** Set task **
Please retype the items starting at the line that contains "the dry vegetation" and ending at the line that contains "[1054, 802]", word for word.

** Exercise input **
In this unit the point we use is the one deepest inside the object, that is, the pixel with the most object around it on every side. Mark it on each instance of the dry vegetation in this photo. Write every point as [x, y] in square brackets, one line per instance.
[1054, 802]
* * *
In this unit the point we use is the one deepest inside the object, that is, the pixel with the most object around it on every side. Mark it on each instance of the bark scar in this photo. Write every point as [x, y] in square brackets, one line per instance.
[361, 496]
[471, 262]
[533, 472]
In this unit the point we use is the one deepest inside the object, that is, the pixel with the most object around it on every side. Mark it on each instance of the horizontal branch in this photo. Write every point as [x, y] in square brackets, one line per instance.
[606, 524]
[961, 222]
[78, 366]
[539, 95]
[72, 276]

** Solved exercise **
In this unit the point we use is the one deepest inside the object, that is, the pixel with the most object around it on every side. Mark it on each instance of the dry vegetation in this photo. Write every point as [x, y] in square brackets, one line per instance.
[1054, 802]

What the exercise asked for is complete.